SOURCE EXTRACT:
================================

Learnings from the field – Running Fluent Bit on Azure Kubernetes Service – Part 2

This is the second part of a three-part series about “Learnings from the field – Running Fluent Bit on Azure Kubernetes Service”.

-> https://www.danielstechblog.io/learnings-from-the-field-running-fluent-bit-on-azure-kubernetes-service-part-1/

Logging is one of the central aspects when operating Kubernetes. The easiest way to get started with it is by using the solution your cloud provider provides. On Azure, this is Azure Monitor Container Insights that can also be used on Google Kubernetes Engine and Amazon Elastic Kubernetes Service via Azure Arc.

When you look for a platform-agnostic approach that is also highly customizable, you probably end up with Fluent Bit. Besides running Fluent Bit on Kubernetes for your container logs, you can run it on VMs or bare-metal servers for logging. Nevertheless, the focus in this series is on Fluent Bit running on Azure Kubernetes Service and using Azure Log Analytics as the logging backend.

I share with you specific learnings from the field operating Fluent Bit on Azure Kubernetes Service.

Why should I use filesystem buffering?

When working with Fluent Bit, you control the memory usage of the input plugins with the setting Mem_Buf_Limit. Otherwise, you risk running into an out-of-memory exception in a high-load environment with backpressure.

-> https://docs.fluentbit.io/manual/administration/buffering-and-storage#buffering-and-memory
-> https://docs.fluentbit.io/manual/administration/backpressure

Backpressure can occur when the configured output plugin cannot flush the log data to its destination. Most likely are network issues or the logging backend, in our case Log Analytics, is not available.

So, what happens when you run into a backpressure scenario where the input plugin reaches its Mem_Buf_Limit threshold?

The input plugin pauses the log ingestion, and you might lose log data, especially in the case of the tail plugin when log file rotation occurs. You can prevent that by configuring and using filesystem buffering.

-> https://docs.fluentbit.io/manual/administration/buffering-and-storage#filesystem-buffering-to-the-rescue

The filesystem buffering allows the input plugin in a backpressure scenario to register new log data and store the log chunks on disk rather than in memory. Once the output plugin starts to flush log data to its backend again, the input plugin can process the log data in memory and starts processing the log chunks stored on disk.

================================

INFORMATION PROVIDED:

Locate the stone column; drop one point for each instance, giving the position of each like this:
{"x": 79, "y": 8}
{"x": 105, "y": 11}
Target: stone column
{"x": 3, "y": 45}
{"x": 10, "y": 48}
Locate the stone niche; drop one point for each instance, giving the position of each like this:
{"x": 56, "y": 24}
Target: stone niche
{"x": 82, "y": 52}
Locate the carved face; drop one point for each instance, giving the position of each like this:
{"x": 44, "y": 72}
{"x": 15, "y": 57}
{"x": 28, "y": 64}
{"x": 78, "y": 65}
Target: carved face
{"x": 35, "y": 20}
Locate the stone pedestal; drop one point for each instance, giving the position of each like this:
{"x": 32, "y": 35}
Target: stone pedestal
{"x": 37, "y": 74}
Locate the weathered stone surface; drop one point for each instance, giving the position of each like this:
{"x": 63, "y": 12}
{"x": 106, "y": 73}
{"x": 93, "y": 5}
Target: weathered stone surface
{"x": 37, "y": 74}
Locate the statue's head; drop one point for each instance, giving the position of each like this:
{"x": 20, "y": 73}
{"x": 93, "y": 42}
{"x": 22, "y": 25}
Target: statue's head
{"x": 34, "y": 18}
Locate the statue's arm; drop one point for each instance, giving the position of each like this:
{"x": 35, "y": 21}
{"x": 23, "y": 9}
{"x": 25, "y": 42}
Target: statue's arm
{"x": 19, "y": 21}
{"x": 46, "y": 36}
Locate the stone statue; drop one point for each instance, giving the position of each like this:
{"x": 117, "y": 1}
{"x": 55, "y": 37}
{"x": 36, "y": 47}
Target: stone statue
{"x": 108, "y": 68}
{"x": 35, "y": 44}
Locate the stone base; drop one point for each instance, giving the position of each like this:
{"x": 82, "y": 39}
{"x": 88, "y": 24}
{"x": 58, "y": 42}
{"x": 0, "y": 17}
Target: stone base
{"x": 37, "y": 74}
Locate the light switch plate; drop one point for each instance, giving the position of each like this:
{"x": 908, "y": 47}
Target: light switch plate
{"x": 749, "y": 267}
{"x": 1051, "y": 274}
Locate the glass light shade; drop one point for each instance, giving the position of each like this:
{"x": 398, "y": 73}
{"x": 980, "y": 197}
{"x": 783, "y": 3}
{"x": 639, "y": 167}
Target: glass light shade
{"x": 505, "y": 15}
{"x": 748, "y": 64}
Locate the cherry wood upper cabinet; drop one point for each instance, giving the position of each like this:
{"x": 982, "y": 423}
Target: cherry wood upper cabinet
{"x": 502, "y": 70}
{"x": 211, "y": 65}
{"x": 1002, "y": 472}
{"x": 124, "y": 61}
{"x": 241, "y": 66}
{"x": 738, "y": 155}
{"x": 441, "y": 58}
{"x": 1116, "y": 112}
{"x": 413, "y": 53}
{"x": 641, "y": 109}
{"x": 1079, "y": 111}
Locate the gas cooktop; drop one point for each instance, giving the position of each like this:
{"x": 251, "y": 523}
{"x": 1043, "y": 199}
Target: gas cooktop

================================

LIST OF TASKS:
(1) Rewrite the Fluent Bit article from "Why should I" up to and including "is not available.", replacing "output plugin" with "output connector".
(2) List every service with "Azure" in its name that the Fluent Bit article mentions.
(3) Decide whether each statement agrees with the Fluent Bit article, answering yes or no and quoting the words that settle it:
(a) The setting Mem_Buf_Limit controls the memory usage of the output plugins.
(b) Fluent Bit can also be run on bare-metal servers.
(c) When the input plugin reaches its Mem_Buf_Limit threshold during backpressure, it pauses the log ingestion.
The records are separate material and are not part of the Fluent Bit article.

RESULTS IN ORDER:
(1)
Why should I use filesystem buffering?

When working with Fluent Bit, you control the memory usage of the input plugins with the setting Mem_Buf_Limit. Otherwise, you risk running into an out-of-memory exception in a high-load environment with backpressure.

-> https://docs.fluentbit.io/manual/administration/buffering-and-storage#buffering-and-memory
-> https://docs.fluentbit.io/manual/administration/backpressure

Backpressure can occur when the configured output connector cannot flush the log data to its destination. Most likely are network issues or the logging backend, in our case Log Analytics, is not available.

(2)
- Azure Kubernetes Service
- Azure Monitor Container Insights
- Azure Arc
- Azure Log Analytics

(3)
(a) No: "you control the memory usage of the input plugins with the setting Mem_Buf_Limit"
(b) Yes: "you can run it on VMs or bare-metal servers for logging"
(c) Yes: "The input plugin pauses the log ingestion"